THE REQUEST: Rewrite the records from the line containing "Would you be able to point at the wispy" up to and including the line containing "(1078, 574)" as a Markdown table with the columns Row and Entry. Put the row number in Row and the line in Entry, and leave out blank lines.

EXCERPTED DATA:
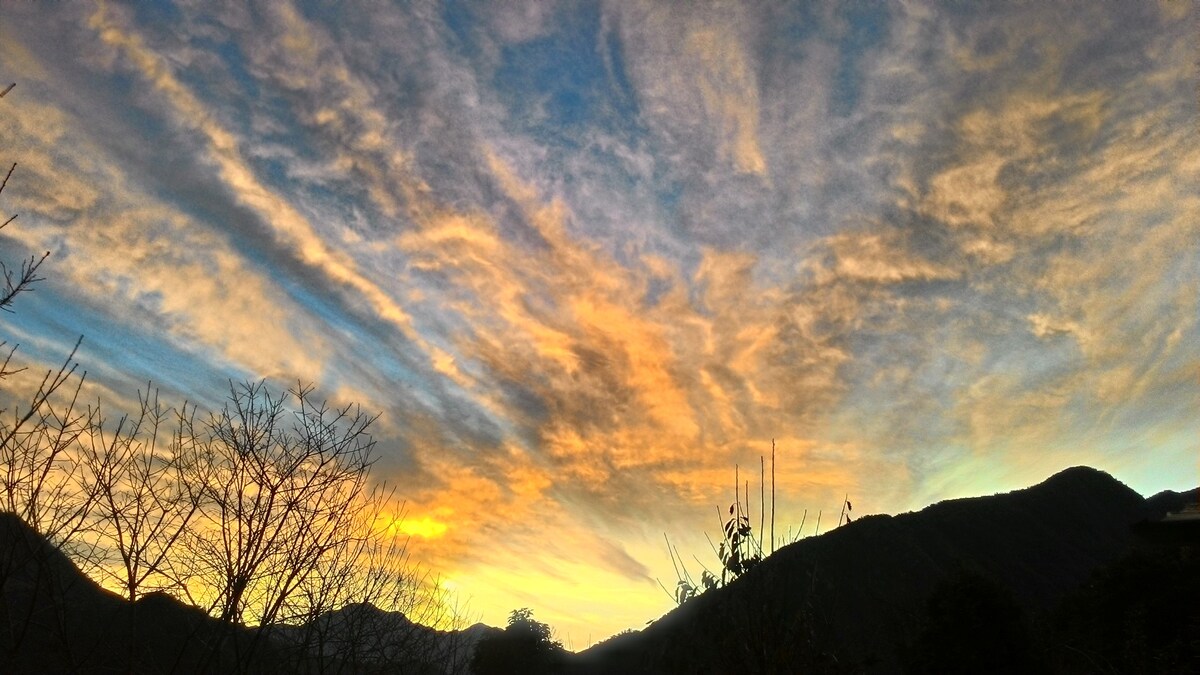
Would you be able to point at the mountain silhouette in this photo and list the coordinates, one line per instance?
(864, 597)
(1075, 574)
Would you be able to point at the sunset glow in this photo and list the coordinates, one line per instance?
(587, 258)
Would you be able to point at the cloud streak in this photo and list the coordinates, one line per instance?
(588, 257)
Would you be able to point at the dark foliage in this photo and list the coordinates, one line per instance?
(973, 625)
(526, 646)
(1138, 616)
(879, 593)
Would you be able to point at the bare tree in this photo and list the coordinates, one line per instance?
(279, 500)
(145, 497)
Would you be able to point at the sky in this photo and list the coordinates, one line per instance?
(585, 258)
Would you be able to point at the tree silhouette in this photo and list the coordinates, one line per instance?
(526, 646)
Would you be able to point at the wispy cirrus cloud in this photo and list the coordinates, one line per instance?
(587, 257)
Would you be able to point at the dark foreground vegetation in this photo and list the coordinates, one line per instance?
(246, 541)
(1078, 574)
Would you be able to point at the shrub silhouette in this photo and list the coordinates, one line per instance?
(973, 625)
(526, 646)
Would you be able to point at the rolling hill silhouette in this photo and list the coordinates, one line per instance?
(863, 597)
(1041, 579)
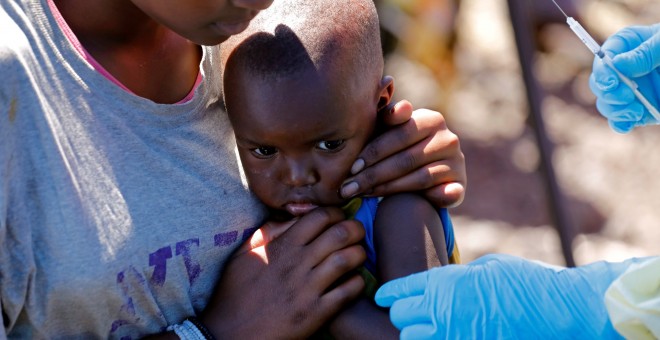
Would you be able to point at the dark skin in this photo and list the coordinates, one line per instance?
(297, 143)
(152, 47)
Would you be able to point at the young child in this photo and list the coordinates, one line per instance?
(302, 86)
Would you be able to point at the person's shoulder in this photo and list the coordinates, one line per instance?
(14, 42)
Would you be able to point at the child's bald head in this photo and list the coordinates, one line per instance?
(294, 35)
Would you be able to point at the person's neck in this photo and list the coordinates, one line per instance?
(146, 57)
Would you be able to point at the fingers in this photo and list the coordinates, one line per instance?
(635, 48)
(418, 155)
(411, 285)
(312, 224)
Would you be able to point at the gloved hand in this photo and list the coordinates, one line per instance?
(502, 296)
(635, 52)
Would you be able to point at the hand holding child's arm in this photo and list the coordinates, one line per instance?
(418, 153)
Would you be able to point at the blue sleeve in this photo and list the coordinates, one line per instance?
(367, 215)
(448, 228)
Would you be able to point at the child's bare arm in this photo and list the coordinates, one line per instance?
(409, 238)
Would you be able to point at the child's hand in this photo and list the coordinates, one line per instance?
(418, 153)
(290, 286)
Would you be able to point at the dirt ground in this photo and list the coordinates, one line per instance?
(607, 179)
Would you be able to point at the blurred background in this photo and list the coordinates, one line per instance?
(461, 57)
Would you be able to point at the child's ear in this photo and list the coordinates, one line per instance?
(385, 92)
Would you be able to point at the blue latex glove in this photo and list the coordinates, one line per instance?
(502, 296)
(635, 52)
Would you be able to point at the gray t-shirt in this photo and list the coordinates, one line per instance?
(116, 213)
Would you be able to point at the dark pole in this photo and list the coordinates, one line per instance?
(523, 28)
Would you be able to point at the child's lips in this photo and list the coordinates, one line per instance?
(299, 209)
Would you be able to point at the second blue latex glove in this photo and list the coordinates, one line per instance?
(502, 296)
(635, 52)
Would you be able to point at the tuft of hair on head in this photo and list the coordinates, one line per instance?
(293, 34)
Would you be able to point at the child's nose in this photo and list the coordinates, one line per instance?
(300, 173)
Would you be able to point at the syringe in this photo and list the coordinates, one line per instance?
(593, 46)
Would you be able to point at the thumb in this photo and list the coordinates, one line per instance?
(404, 287)
(641, 60)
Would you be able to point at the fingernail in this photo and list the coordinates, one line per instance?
(358, 165)
(349, 189)
(607, 83)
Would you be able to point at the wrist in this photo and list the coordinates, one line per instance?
(191, 329)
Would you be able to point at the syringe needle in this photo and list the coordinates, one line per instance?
(562, 11)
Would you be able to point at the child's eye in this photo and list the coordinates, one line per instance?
(330, 145)
(264, 151)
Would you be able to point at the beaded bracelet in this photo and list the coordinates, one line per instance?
(191, 329)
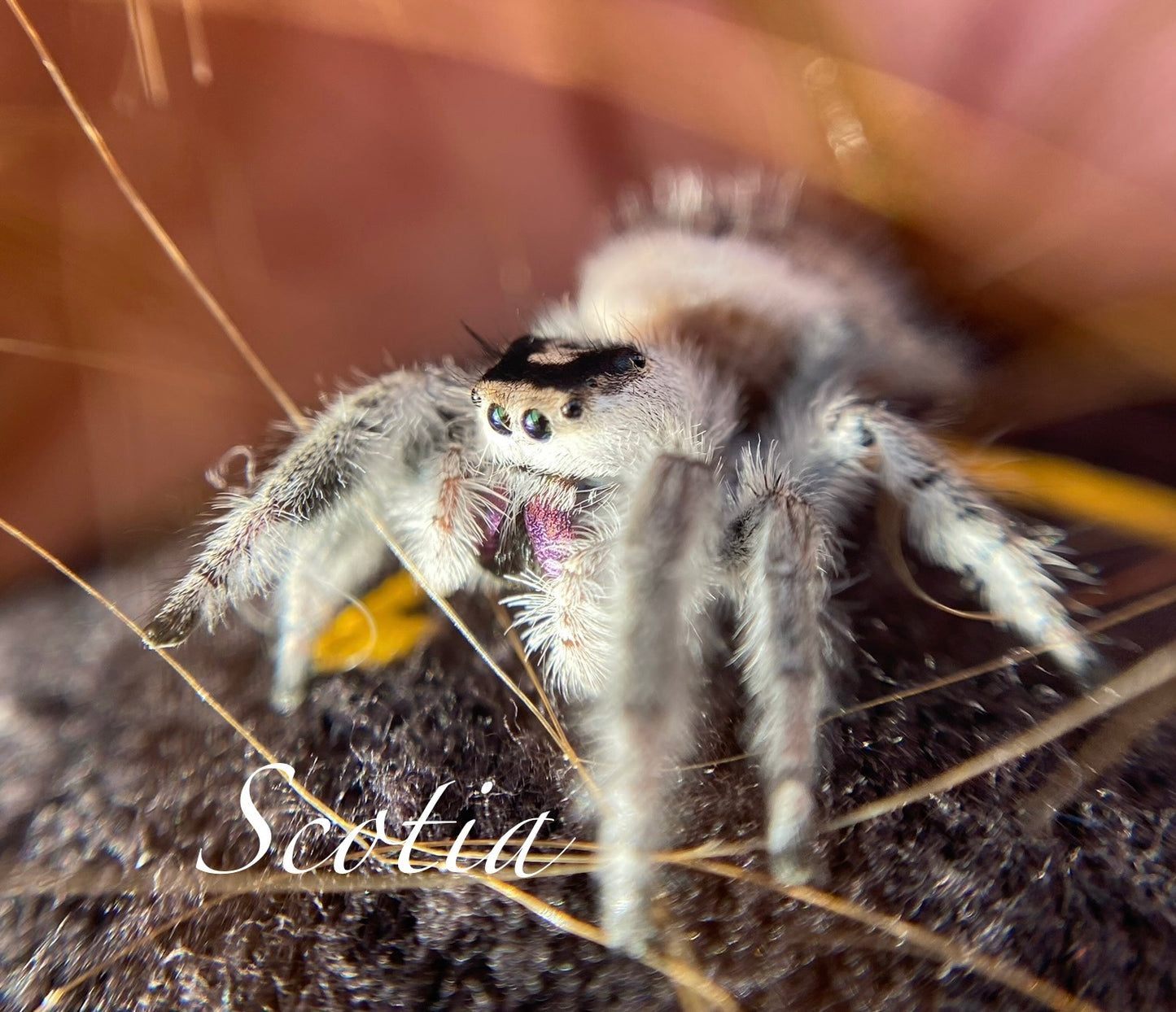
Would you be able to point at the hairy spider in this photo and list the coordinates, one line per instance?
(610, 475)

RIGHT ANSWER:
| Row | Entry |
|---|---|
| 1 | Would you be able to point at the wispy cirrus cloud in this photo and list the coordinates, one line per instance? |
| 2 | (587, 257) |
| 3 | Would you be able to point at the dark foreground vegetation in this photo and list the coordinates, one line per instance? |
| 4 | (246, 541) |
| 5 | (1078, 574) |